● **Aufgabe**:
Schreiben Sie sämtliche nachstehenden Zeilen Zeichen für Zeichen ab.

□ □ □ □ □ □ □

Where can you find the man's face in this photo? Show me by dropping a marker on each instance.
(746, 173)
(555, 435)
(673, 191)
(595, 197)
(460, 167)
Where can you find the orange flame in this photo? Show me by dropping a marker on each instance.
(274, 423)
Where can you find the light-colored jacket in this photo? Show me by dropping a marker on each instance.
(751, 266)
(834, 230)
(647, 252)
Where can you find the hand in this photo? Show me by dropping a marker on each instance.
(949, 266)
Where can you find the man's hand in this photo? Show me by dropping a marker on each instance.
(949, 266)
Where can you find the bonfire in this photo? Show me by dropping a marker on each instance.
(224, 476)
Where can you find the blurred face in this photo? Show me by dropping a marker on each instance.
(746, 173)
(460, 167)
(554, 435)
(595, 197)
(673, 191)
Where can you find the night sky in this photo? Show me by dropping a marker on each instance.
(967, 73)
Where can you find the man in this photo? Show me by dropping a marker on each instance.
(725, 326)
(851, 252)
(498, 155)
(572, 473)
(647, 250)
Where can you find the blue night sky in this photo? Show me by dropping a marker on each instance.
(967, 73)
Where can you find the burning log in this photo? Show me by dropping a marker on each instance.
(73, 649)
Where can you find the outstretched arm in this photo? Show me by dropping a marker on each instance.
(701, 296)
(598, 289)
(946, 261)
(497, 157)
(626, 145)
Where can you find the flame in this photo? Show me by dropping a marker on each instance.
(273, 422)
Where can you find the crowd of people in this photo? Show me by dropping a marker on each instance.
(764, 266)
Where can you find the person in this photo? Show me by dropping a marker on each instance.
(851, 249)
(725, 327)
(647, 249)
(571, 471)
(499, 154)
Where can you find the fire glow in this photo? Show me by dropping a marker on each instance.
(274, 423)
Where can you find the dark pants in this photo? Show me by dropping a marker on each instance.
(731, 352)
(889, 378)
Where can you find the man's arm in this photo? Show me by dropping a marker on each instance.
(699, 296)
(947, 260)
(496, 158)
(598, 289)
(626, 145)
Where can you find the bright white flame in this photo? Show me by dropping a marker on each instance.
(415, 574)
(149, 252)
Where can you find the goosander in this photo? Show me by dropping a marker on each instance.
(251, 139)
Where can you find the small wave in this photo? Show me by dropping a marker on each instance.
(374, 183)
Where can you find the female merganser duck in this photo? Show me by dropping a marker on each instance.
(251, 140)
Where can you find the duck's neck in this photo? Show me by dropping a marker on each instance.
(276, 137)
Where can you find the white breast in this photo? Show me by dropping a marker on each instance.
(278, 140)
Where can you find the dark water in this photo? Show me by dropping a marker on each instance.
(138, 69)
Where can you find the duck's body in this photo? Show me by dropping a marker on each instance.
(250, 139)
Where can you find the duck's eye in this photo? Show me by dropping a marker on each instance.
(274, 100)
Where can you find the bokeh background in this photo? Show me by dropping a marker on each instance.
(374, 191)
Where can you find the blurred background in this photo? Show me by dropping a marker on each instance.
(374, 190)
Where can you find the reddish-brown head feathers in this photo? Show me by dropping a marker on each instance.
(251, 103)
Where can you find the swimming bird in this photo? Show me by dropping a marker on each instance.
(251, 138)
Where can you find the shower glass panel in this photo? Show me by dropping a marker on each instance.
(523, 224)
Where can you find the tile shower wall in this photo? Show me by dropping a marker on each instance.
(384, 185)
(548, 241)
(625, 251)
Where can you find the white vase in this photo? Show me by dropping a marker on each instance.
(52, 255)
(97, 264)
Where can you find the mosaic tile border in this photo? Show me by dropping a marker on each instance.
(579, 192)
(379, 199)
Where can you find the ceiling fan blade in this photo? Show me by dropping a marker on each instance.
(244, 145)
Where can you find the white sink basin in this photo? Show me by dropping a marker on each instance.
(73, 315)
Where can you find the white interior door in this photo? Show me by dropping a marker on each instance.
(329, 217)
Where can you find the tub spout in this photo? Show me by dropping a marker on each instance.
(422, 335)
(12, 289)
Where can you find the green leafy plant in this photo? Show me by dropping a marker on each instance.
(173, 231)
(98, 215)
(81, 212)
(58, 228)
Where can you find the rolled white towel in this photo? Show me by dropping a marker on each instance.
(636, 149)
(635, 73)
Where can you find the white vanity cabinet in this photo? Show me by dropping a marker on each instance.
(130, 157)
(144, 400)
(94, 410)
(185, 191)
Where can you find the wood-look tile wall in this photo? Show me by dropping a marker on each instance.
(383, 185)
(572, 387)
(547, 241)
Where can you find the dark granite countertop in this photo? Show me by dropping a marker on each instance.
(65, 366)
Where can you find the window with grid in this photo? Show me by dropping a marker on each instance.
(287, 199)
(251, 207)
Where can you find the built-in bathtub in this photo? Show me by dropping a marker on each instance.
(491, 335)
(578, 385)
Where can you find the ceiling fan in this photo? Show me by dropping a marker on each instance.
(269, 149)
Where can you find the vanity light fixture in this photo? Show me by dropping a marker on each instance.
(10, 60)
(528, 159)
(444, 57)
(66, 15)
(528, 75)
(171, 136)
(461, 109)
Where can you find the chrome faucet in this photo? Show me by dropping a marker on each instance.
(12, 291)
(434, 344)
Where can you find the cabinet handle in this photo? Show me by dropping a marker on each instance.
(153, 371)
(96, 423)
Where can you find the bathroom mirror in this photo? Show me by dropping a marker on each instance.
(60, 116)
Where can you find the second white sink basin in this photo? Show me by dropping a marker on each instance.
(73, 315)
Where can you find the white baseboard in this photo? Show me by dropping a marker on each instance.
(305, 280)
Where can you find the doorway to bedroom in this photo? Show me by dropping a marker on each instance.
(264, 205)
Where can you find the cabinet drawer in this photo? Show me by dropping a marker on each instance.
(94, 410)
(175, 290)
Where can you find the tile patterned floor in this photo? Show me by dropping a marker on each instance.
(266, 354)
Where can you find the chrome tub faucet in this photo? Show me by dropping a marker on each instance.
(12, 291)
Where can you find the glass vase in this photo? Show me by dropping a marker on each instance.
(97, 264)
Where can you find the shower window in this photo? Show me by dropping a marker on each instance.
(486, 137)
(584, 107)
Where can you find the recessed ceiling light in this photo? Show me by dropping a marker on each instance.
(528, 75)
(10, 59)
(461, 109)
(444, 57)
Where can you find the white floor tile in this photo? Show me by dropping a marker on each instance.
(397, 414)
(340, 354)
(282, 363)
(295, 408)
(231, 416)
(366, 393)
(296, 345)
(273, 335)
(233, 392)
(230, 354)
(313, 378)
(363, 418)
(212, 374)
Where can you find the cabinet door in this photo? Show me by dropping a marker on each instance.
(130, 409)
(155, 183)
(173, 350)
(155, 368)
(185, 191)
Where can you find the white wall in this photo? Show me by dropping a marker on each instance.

□ □ □ □ □ □ □

● **Richtige Lösung**:
Where can you find the man's face in this photo? Show me by dropping a marker on each instance.
(746, 173)
(555, 435)
(673, 191)
(595, 197)
(460, 167)
Where can you find the orange flame in this photo? Show me by dropping a marker on each instance.
(274, 423)
Where can you find the light-colored jacket in this photo? Show me by dropping a marker on each instance.
(751, 266)
(834, 230)
(647, 252)
Where can you find the hand in this photo? Show me by dropping a marker on each instance.
(949, 266)
Where can you find the man's hand in this photo? Show me by dropping a marker on each instance.
(949, 266)
Where can you find the bonfire in this photo? Show me by dropping a marker on each instance.
(224, 476)
Where can you find the blurred face in this photo? Show me by dropping a marker on each instance.
(746, 173)
(460, 167)
(554, 435)
(595, 197)
(673, 191)
Where can you find the night sky in this photo? Show me by dropping a marker on each instance.
(967, 73)
Where can you find the man in this photo? Show me by dropping a marker on each instance.
(725, 326)
(851, 252)
(498, 155)
(572, 473)
(647, 250)
Where can you find the blue night sky in this photo? Show me by dropping a marker on each instance.
(967, 73)
Where can you find the burning log in this photo? Show me by dropping a marker on each instance.
(73, 649)
Where can you find the outstretched arm in this photo? Show me by dropping a marker on each instance.
(701, 296)
(598, 289)
(946, 261)
(497, 157)
(626, 145)
Where can you find the flame in this photo? Show me by dropping a marker on each instance.
(273, 422)
Where can you find the crowd of people in this photo? Show me by dropping a marker on each instance.
(764, 266)
Where can you find the person in this photo? Show me by dropping a marker on each instance.
(851, 249)
(725, 327)
(647, 249)
(571, 471)
(499, 154)
Where can you find the fire glow in this photo? Show me by dropping a marker on each instance.
(274, 423)
Where can you find the dark pants in this photo? Show me by dropping a marker on each instance.
(731, 352)
(889, 378)
Where can you find the man's arm in this photo? Show me by dropping a marker on each instance.
(699, 296)
(947, 260)
(496, 158)
(598, 289)
(626, 145)
Where can you find the bright white flame in this photo? Show me by dropping a marker on each instance.
(415, 574)
(149, 252)
Where can you find the goosander in this photo? Show me by dropping a marker on each instance.
(251, 139)
Where can you find the small wave in this photo? Show me by dropping a marker on each instance.
(374, 183)
Where can you find the female merganser duck in this photo? Show me by dropping a marker on each instance.
(251, 140)
Where can you find the duck's neck in this photo? Show me by dropping a marker on each instance.
(276, 137)
Where can you find the white breast in this photo? Show me by dropping a marker on each instance.
(278, 140)
Where can you find the dark water in this photo? Show me by dropping a marker on each instance.
(138, 69)
Where can you find the duck's body in this photo? Show me by dropping a marker on each instance.
(250, 139)
Where can you find the duck's eye in this photo? Show me by dropping a marker on each instance.
(274, 100)
Where can you find the bokeh background in this photo? Show me by dropping a marker on each instance.
(374, 191)
Where can you find the blurred background in this photo? Show me by dropping a marker on each instance.
(374, 190)
Where can you find the reddish-brown head feathers in this photo? Show me by dropping a marker on each instance.
(251, 103)
Where can you find the swimming bird in this photo? Show me by dropping a marker on each instance.
(251, 138)
Where can you find the shower glass panel in this photo? Show me by dropping a marker on each instance.
(523, 224)
Where can you find the tile shower wall in this photo? Show me by dropping a marker on each instance.
(384, 185)
(548, 241)
(625, 251)
Where can you find the white vase in this photo? Show me by dropping a marker on each instance.
(52, 255)
(97, 264)
Where can you find the mosaic tile border in this photo? Show me by dropping a marker on each instance.
(579, 192)
(379, 199)
Where can you find the ceiling fan blade in this photo? Show me by dropping a marker on each instance.
(244, 145)
Where can you find the white sink basin in this photo? Show me by dropping a marker on each instance.
(73, 315)
Where can you find the white interior door in this photo? Show me by dropping a marker on each instance.
(329, 217)
Where can you find the tub spout in this photo? Show me by dropping a marker on each instance.
(422, 335)
(12, 289)
Where can you find the green leafy plant in this photo? Show me by dropping a marker on each instance.
(173, 231)
(98, 215)
(81, 212)
(58, 228)
Where can you find the rolled white towel in this photo? Show me by dropping a marker on each instance.
(636, 149)
(635, 73)
Where can you find the white vanity cabinet in this photo? Show me by dropping a marker on each instance.
(130, 157)
(144, 400)
(94, 410)
(185, 191)
Where can you find the wood-look tile wall in this photo? Show me by dropping a marker on each instance.
(383, 185)
(572, 387)
(547, 241)
Where can you find the dark granite countertop in this photo? Show me by dropping a marker on each instance.
(65, 366)
Where can you find the window with grid in this photo? Show me by dropping a marker on each instance.
(287, 199)
(251, 207)
Where can you find the built-in bathtub in this photo? Show me by dropping a marker on each instance.
(491, 335)
(578, 385)
Where can you find the ceiling fan in this photo? Show me by dropping a marker on each instance.
(269, 149)
Where can you find the vanity light fixture in this photo? Show me by dropping a marker on each instance.
(10, 60)
(528, 159)
(444, 57)
(66, 15)
(528, 75)
(171, 136)
(461, 109)
Where can you find the chrome faucet in this photo? Show me by dropping a marker on each instance.
(12, 291)
(434, 344)
Where can you find the cabinet handle in this photo? Show me by dropping a marker on each instance.
(153, 371)
(96, 423)
Where can you find the bathroom mirror in this photo? Show me by dropping a marker on each instance.
(60, 116)
Where can you find the second white sink basin in this photo? Show me by dropping a marker on each instance.
(73, 315)
Where can you find the white baseboard in this photo? Show me by dropping a marker on each instance.
(305, 280)
Where can you find the doorway to bedroom in this photo? Show me by dropping a marker on each instance.
(264, 205)
Where can you find the cabinet drawer in this photo? Show me by dropping a marker on each instance.
(94, 410)
(175, 290)
Where can you find the tile patterned floor in this photo? Show me by dropping a marker on each instance.
(266, 354)
Where can you find the chrome tub faucet in this photo? Show me by dropping a marker on each instance.
(12, 291)
Where can you find the glass vase in this photo? Show me by dropping a marker on each instance.
(97, 264)
Where can you find the shower window in this photo? Show me by dropping a marker on each instance.
(486, 137)
(584, 107)
Where can you find the recessed ceiling light in this photo? Show me by dropping a marker on each instance.
(528, 75)
(10, 59)
(461, 109)
(444, 57)
Where can you find the white floor tile in this photo? Show me by dropping a marker on each instance.
(397, 414)
(340, 354)
(282, 363)
(295, 408)
(231, 416)
(366, 393)
(296, 345)
(273, 335)
(233, 392)
(230, 354)
(313, 378)
(363, 418)
(212, 374)
Where can you find the cabinet door in this photo? Show me by dropping a marker on each instance.
(130, 409)
(155, 183)
(173, 350)
(155, 368)
(185, 191)
Where can you find the white wall in this photo? Show me by dropping a marker on each instance.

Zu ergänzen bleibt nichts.